#### PROBLEM REQUIREMENTS
In the entries, find all lines that hold the word "black" and copy them.

>>>

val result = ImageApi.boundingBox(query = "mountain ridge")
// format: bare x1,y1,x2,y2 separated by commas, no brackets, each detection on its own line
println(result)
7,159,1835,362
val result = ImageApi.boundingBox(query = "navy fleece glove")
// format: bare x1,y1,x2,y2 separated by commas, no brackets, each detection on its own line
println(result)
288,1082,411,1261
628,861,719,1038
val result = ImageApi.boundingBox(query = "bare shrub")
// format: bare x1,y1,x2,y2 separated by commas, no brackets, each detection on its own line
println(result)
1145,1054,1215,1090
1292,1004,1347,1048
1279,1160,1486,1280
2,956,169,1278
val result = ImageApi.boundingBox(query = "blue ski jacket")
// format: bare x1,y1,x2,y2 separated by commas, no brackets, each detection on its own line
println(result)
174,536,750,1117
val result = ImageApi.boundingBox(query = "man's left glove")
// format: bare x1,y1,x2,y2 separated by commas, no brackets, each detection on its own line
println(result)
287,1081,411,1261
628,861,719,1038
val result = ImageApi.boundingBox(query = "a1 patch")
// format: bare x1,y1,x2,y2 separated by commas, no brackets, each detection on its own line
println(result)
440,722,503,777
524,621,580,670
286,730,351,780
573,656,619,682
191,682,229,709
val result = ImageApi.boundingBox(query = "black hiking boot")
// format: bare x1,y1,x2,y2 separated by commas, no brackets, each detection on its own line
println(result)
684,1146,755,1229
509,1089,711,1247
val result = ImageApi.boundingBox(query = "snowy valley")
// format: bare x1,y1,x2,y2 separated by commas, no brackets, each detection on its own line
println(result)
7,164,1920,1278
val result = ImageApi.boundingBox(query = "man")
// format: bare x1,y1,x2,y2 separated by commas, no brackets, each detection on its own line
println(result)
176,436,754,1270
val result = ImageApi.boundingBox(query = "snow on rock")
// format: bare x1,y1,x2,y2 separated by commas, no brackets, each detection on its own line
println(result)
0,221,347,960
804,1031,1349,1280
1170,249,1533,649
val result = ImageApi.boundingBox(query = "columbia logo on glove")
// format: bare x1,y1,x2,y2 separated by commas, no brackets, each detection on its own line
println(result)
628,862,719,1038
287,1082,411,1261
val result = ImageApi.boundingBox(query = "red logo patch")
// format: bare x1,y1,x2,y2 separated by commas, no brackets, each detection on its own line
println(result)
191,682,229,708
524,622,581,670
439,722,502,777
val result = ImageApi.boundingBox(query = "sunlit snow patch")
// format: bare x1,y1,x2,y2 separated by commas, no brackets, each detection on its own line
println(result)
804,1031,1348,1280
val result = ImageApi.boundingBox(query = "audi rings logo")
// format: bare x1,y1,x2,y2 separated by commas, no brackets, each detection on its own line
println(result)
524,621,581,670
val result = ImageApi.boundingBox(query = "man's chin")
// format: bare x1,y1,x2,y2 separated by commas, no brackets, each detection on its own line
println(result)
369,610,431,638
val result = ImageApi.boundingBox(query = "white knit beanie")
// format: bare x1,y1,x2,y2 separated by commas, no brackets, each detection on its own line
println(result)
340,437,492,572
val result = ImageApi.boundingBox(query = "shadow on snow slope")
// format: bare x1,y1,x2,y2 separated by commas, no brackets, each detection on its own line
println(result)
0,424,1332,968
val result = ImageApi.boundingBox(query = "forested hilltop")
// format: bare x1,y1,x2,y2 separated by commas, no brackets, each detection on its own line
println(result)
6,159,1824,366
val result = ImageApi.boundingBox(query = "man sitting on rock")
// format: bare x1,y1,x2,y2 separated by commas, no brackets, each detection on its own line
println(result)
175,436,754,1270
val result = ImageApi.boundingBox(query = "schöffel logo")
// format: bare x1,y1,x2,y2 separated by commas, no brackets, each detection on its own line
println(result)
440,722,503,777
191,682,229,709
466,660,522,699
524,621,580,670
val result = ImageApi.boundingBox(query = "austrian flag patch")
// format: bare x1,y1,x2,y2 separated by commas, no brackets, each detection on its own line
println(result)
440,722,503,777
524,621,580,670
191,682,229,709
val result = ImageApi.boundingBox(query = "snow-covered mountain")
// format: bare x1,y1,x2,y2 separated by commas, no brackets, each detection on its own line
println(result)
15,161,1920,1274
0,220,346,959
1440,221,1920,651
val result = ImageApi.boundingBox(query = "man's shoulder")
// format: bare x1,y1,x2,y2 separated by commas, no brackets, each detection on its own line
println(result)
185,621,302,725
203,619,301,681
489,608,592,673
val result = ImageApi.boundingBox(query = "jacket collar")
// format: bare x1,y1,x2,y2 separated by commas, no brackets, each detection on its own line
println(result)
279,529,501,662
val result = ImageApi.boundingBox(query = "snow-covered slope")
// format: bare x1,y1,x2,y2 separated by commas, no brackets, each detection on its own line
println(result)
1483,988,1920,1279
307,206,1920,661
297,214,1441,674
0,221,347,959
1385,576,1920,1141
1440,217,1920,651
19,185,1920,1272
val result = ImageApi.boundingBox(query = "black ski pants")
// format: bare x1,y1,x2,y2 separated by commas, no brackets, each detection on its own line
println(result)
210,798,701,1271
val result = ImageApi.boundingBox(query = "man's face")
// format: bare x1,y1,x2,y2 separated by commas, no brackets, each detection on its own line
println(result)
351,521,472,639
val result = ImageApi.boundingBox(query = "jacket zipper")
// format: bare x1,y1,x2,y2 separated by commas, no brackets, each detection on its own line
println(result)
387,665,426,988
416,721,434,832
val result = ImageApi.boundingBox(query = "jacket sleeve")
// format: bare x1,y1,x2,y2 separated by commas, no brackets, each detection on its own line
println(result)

<<<

#### ANSWER SPACE
val result = ImageApi.boundingBox(query = "black hiking boot")
val result = ImageApi.boundingBox(query = "black ski pants")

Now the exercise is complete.